───── 原文抜粋
てんちゃんのビックリ箱

~ 想いを沈め、それを掘り起こし、それを磨き、あらためて気づき驚く ブログってビックリ箱です ~ 

母の呼びかけ

2017-09-30 04:08:17 | 昔話・思い出


いろんな所で、自分史の記事を書いていますが、ここにまとめようかというつもりになりました。
これは、もうなくなったSNSに書いたもので、年齢的には一番最初にあたるもの。




 この話は、私には実際の記憶がない(はずだ)。
 しかし他人の言葉が、記憶を作り出している。

 時は、2歳になる前。
 場所は、大家族で住んでいた田舎の古い家。


 急な階段で、2つ年上の従兄弟と遊んでいた時、私はあやまって落ち、土間に叩きつけられた。
──────────
───── 利用可能なデータ
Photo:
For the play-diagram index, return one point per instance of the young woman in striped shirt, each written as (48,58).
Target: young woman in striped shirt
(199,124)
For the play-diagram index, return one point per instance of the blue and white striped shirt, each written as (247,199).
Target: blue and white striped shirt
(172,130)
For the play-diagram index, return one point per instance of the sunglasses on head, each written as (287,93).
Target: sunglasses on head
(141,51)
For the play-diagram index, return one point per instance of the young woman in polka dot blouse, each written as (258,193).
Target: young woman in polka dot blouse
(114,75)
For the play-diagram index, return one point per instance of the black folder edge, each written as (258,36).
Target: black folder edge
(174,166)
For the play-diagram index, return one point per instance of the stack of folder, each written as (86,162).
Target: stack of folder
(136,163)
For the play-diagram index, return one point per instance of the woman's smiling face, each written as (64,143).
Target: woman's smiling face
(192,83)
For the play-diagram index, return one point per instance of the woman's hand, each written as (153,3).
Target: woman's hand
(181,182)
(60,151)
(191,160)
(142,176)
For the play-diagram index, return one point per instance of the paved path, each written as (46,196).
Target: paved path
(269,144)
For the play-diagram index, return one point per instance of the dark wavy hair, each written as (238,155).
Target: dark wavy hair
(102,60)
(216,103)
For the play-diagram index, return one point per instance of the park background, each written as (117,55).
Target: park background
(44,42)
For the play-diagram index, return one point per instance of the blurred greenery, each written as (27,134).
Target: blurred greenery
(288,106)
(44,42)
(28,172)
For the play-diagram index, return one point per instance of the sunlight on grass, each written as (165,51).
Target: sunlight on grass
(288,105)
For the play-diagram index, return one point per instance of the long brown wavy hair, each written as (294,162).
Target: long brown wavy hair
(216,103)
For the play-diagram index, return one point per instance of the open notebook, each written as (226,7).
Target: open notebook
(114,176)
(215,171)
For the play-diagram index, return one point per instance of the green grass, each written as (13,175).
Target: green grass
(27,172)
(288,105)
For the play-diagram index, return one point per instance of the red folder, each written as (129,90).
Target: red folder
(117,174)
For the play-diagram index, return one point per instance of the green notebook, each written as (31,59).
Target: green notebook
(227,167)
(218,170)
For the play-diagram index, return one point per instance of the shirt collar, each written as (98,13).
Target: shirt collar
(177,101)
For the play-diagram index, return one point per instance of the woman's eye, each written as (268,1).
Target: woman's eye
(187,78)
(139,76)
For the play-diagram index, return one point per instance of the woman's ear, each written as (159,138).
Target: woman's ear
──────────
=== 課題の目的 ===
原文抜粋のうち、「2017-09-30 04:08:17 | 昔話・思い出」から「場所は、大家族で住んでいた田舎の古い家。」までを、両端の語句も含めて一字一句変えずに書き出してください。 これらの項目は、原文抜粋とは別の出典から取ったものです。

=== 解答は以下 ===
2017-09-30 04:08:17 | 昔話・思い出


いろんな所で、自分史の記事を書いていますが、ここにまとめようかというつもりになりました。
これは、もうなくなったSNSに書いたもので、年齢的には一番最初にあたるもの。




 この話は、私には実際の記憶がない(はずだ)。
 しかし他人の言葉が、記憶を作り出している。

 時は、2歳になる前。
 場所は、大家族で住んでいた田舎の古い家。